WHAT IS REQUIRED: Return unchanged the stretch of lines from the one containing "Query: decorative throw pillow" through the final line, and nothing else.

* start ENTRIES PROVIDED *

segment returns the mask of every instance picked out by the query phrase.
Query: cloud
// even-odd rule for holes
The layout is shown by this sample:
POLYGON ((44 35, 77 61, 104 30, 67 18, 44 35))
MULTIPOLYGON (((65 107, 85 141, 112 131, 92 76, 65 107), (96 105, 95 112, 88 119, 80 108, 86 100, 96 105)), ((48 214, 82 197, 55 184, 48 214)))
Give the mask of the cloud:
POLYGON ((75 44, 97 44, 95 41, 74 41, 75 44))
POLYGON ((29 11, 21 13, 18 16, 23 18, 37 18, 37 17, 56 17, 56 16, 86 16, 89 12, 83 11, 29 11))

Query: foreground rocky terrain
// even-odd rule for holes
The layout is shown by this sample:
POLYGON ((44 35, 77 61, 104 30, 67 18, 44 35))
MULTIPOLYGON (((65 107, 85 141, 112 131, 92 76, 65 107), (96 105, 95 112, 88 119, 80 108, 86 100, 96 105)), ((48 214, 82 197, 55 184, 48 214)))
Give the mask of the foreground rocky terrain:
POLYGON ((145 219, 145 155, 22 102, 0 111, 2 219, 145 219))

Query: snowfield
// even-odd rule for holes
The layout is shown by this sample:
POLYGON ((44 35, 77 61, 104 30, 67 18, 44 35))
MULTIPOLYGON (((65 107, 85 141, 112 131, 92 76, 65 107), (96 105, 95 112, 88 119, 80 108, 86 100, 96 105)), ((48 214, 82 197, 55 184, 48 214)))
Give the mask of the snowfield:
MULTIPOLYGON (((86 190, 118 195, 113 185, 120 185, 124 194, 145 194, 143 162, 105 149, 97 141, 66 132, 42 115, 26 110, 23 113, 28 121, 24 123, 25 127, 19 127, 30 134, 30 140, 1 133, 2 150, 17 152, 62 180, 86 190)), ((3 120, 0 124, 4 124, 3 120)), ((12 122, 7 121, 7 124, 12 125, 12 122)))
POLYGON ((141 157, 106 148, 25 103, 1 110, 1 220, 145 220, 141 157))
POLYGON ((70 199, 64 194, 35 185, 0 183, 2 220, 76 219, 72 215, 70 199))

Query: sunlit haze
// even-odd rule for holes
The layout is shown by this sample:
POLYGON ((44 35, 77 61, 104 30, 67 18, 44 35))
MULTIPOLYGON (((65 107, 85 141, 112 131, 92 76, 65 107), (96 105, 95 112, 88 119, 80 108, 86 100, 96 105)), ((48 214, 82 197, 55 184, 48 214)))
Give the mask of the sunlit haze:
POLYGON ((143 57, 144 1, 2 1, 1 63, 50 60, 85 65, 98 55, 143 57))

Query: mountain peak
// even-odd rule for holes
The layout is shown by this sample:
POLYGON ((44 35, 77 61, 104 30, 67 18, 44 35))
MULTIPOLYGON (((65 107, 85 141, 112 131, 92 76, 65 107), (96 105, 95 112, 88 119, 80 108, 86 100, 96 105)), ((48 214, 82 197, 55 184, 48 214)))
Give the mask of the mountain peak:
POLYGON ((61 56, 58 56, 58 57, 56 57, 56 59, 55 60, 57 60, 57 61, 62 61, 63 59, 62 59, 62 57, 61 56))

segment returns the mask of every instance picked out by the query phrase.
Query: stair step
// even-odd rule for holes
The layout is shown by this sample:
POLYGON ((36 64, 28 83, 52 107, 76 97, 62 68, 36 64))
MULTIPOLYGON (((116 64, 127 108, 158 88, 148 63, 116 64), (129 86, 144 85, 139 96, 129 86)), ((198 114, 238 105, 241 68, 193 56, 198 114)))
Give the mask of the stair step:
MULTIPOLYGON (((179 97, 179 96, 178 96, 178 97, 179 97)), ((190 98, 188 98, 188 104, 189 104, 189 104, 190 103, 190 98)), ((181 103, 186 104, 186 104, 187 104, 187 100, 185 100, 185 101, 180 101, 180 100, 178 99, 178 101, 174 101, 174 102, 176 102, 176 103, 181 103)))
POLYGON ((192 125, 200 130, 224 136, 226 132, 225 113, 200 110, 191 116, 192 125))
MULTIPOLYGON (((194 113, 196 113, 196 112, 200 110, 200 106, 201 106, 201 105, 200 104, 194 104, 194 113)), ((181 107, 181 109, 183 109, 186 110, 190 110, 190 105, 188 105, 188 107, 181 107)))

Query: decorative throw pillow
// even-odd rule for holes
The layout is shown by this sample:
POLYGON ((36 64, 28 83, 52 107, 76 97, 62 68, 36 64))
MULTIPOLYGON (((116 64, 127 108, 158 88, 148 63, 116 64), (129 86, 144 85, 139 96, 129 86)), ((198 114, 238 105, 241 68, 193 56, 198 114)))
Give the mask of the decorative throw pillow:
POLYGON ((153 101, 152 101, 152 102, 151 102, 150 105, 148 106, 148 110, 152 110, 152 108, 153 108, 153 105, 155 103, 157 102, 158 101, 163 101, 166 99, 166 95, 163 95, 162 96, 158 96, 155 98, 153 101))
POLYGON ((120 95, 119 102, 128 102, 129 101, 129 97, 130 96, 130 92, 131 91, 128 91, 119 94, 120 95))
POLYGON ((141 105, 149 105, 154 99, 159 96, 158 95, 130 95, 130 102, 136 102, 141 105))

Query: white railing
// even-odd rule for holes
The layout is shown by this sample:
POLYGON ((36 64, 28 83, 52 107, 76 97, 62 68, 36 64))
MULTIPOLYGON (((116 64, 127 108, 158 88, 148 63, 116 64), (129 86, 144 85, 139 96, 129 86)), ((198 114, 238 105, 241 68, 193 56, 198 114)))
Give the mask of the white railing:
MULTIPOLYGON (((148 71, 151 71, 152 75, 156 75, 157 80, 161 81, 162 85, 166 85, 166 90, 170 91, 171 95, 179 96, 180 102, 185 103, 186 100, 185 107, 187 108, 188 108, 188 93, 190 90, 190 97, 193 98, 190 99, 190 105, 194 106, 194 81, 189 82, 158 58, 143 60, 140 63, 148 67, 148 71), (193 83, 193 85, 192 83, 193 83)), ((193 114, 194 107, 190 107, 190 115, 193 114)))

* end ENTRIES PROVIDED *

WORKED ANSWER:
Query: decorative throw pillow
// even-odd rule for holes
The layout is shown by this sample:
POLYGON ((36 64, 28 83, 52 107, 76 97, 62 68, 36 64))
MULTIPOLYGON (((116 64, 127 108, 158 88, 148 63, 116 64), (129 86, 144 85, 139 96, 129 86)), ((198 114, 238 105, 241 68, 193 56, 198 114)))
Give the mask of the decorative throw pillow:
POLYGON ((153 101, 152 101, 152 102, 151 102, 150 105, 148 106, 148 110, 152 110, 152 108, 153 108, 153 105, 155 103, 157 102, 158 101, 163 101, 166 99, 166 95, 163 95, 162 96, 158 96, 155 98, 153 101))
POLYGON ((120 95, 119 102, 128 102, 129 101, 129 97, 130 96, 130 92, 131 91, 128 91, 119 94, 120 95))
POLYGON ((141 105, 149 105, 154 99, 159 96, 158 95, 130 95, 130 102, 136 102, 141 105))

Query: white railing
// even-odd rule for holes
The layout is shown by this sample:
POLYGON ((36 64, 28 83, 52 107, 76 97, 62 68, 36 64))
MULTIPOLYGON (((116 64, 127 108, 158 88, 148 63, 116 64), (129 86, 144 85, 139 96, 129 86)), ((198 114, 238 105, 241 68, 193 56, 198 114)))
Give the mask of the white railing:
MULTIPOLYGON (((148 71, 151 71, 152 75, 156 75, 157 80, 161 81, 162 85, 166 85, 166 90, 170 91, 171 95, 179 96, 180 102, 185 103, 186 100, 185 107, 187 108, 188 108, 188 93, 190 90, 190 97, 193 98, 190 99, 190 105, 194 106, 194 81, 189 82, 158 58, 143 60, 140 63, 148 67, 148 71), (193 83, 193 85, 192 83, 193 83)), ((193 114, 194 107, 190 107, 190 115, 193 114)))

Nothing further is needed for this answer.